■ Selected text

Search code examples
hadoopapache-pig

Outputting a tuple with space between two values in pig


I have been using pig to filter a large file which contains data in tab separated form. The data inside that file is in the following form - fname lname age

Bill Gates 50
Warren Buffet 100
Elon Musk 80
Jack Dorsey 10

I want to filter this filter out where age > 50 and store the resulting data in (fname lname) form in a file using Pig.

Here is the code which I'm using -

data = LOAD 'persons.txt' AS (fname:chararray, lname:chararray, age:int);
data1 = FILTER data BY age > 50;
data2 = FOREACH data1 GENERATE (fname, lname);
STORE data2 INTO 'result.txt';

By using this code, I ma getting following output -

(Warren,Buffet)
(Elon,Musk)

■ What to do
A: Retype the Pig filtering post word for word, starting with "I want to filter" and going on through "(Elon,Musk)".
B: Pick up the Pig filtering post after its last output line and keep writing it.
None of the records are needed.

(Saved data entries)

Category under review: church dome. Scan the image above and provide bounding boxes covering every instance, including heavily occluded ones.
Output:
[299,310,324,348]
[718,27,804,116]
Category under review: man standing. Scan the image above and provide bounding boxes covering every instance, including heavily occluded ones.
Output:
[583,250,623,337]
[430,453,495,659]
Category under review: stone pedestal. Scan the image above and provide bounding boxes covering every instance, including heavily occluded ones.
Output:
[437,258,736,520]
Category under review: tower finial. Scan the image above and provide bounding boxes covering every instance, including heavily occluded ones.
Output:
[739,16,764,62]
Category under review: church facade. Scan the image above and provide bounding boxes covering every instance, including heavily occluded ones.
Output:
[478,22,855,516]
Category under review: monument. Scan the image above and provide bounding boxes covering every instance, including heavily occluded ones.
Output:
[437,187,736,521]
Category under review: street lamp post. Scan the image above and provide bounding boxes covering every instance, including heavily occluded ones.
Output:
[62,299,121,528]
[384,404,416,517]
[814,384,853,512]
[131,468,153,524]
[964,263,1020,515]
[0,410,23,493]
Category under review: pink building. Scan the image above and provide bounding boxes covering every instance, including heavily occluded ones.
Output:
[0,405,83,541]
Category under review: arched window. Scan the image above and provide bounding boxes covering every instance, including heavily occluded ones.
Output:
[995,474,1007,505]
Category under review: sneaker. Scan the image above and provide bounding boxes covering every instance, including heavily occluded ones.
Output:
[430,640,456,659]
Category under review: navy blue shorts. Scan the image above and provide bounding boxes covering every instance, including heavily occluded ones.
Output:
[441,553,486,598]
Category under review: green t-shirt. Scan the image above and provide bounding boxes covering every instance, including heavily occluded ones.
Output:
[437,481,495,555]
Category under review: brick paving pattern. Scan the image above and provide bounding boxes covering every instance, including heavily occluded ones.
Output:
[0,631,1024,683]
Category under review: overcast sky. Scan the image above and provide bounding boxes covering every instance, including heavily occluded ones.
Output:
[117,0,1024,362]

■ Task-by-task outputs
A:
I want to filter this filter out where age > 50 and store the resulting data in (fname lname) form in a file using Pig.

Here is the code which I'm using -

data = LOAD 'persons.txt' AS (fname:chararray, lname:chararray, age:int);
data1 = FILTER data BY age > 50;
data2 = FOREACH data1 GENERATE (fname, lname);
STORE data2 INTO 'result.txt';

By using this code, I ma getting following output -

(Warren,Buffet)
(Elon,Musk)

B:
This is not the output which I want instead I want to get following output -

(Warren Buffet)
(Elon Musk)

In order to get this kind of output I have tried using FOREACH data1 GENERATE (fname lname) without a comma between fname and lname. But it shows error Synatx error, unexpected symbol at or near fname.

Can anybody help me how can I get correct ouput?

Note -> I am running Pig on Hadoop Cluster not locally.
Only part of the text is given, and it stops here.